### Work instruction:
Each record must be printed again exactly as it appears.

### Extracted records

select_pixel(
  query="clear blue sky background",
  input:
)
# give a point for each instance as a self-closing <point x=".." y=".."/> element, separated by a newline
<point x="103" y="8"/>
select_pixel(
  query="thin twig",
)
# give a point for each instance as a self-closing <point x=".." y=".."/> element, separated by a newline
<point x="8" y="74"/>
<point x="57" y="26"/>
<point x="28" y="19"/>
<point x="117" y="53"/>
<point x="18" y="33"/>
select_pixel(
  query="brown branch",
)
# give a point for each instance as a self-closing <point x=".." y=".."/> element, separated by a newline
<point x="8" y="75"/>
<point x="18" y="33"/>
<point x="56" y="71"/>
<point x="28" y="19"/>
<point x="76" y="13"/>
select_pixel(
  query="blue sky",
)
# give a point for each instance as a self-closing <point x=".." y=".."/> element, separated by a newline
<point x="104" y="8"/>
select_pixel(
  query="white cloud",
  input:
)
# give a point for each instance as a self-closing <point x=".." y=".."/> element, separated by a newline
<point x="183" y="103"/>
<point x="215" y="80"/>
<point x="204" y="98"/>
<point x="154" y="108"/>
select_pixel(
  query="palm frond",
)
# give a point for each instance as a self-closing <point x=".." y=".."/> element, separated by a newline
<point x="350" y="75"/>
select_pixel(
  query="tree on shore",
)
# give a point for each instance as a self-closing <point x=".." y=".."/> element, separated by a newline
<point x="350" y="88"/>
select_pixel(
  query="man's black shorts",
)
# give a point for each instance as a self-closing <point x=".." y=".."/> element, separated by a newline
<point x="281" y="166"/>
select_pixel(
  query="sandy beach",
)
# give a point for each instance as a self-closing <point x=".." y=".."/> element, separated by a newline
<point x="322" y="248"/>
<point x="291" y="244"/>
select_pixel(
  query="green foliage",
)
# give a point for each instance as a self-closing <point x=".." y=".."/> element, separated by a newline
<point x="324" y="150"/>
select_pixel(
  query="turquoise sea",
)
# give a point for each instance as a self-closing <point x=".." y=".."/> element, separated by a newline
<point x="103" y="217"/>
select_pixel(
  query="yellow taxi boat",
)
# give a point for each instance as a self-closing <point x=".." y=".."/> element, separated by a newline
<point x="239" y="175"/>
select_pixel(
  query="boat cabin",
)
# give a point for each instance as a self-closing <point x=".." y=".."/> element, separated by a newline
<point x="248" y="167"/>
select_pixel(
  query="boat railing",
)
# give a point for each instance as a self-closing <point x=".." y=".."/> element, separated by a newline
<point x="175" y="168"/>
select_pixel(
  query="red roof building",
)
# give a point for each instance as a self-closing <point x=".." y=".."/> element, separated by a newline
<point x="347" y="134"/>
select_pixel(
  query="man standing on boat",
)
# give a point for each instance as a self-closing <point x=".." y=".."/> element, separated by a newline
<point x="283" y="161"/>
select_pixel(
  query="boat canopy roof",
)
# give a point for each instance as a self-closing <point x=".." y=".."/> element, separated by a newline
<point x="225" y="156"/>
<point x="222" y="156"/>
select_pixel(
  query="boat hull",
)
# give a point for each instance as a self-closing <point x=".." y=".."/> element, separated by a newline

######

### Response for this exercise:
select_pixel(
  query="clear blue sky background",
  input:
)
# give a point for each instance as a self-closing <point x=".." y=".."/> element, separated by a newline
<point x="103" y="8"/>
select_pixel(
  query="thin twig",
)
# give a point for each instance as a self-closing <point x=".." y=".."/> element, separated by a newline
<point x="8" y="74"/>
<point x="57" y="26"/>
<point x="28" y="19"/>
<point x="117" y="53"/>
<point x="18" y="33"/>
select_pixel(
  query="brown branch",
)
# give a point for each instance as a self-closing <point x=".." y=".."/> element, separated by a newline
<point x="8" y="75"/>
<point x="18" y="33"/>
<point x="56" y="71"/>
<point x="28" y="19"/>
<point x="76" y="13"/>
select_pixel(
  query="blue sky",
)
# give a point for each instance as a self-closing <point x=".." y=".."/> element, separated by a newline
<point x="104" y="8"/>
select_pixel(
  query="white cloud",
  input:
)
# give a point for each instance as a self-closing <point x=".." y=".."/> element, separated by a newline
<point x="183" y="103"/>
<point x="215" y="80"/>
<point x="204" y="98"/>
<point x="154" y="108"/>
select_pixel(
  query="palm frond",
)
# give a point for each instance as a self-closing <point x=".." y=".."/> element, separated by a newline
<point x="350" y="75"/>
select_pixel(
  query="tree on shore",
)
# give a point for each instance as a self-closing <point x=".." y=".."/> element, separated by a newline
<point x="350" y="88"/>
select_pixel(
  query="man's black shorts",
)
# give a point for each instance as a self-closing <point x=".." y=".."/> element, separated by a newline
<point x="281" y="166"/>
select_pixel(
  query="sandy beach",
)
# give a point for each instance as a self-closing <point x=".." y=".."/> element, separated by a newline
<point x="322" y="248"/>
<point x="291" y="244"/>
select_pixel(
  query="green foliage",
)
# give a point for each instance as a self-closing <point x=".." y=".."/> element, separated by a newline
<point x="324" y="150"/>
select_pixel(
  query="turquoise sea",
)
# give a point for each instance as a self-closing <point x=".." y=".."/> element, separated by a newline
<point x="103" y="217"/>
select_pixel(
  query="yellow taxi boat",
)
# give a point for each instance as a self-closing <point x=".." y=".."/> element, separated by a newline
<point x="239" y="175"/>
select_pixel(
  query="boat cabin",
)
# give a point for each instance as a self-closing <point x=".." y=".."/> element, separated by a newline
<point x="248" y="167"/>
select_pixel(
  query="boat railing",
)
# give a point for each instance as a self-closing <point x=".." y=".."/> element, separated by a newline
<point x="175" y="168"/>
select_pixel(
  query="red roof building",
)
# give a point for each instance as a self-closing <point x=".." y=".."/> element, separated by a newline
<point x="347" y="134"/>
select_pixel(
  query="man standing on boat",
)
# give a point for each instance as a self-closing <point x=".." y=".."/> element, separated by a newline
<point x="283" y="161"/>
select_pixel(
  query="boat canopy roof",
)
# give a point for each instance as a self-closing <point x=".." y=".."/> element, separated by a newline
<point x="225" y="156"/>
<point x="222" y="156"/>
select_pixel(
  query="boat hull",
)
# give a point for each instance as a self-closing <point x=".." y=".."/> element, separated by a newline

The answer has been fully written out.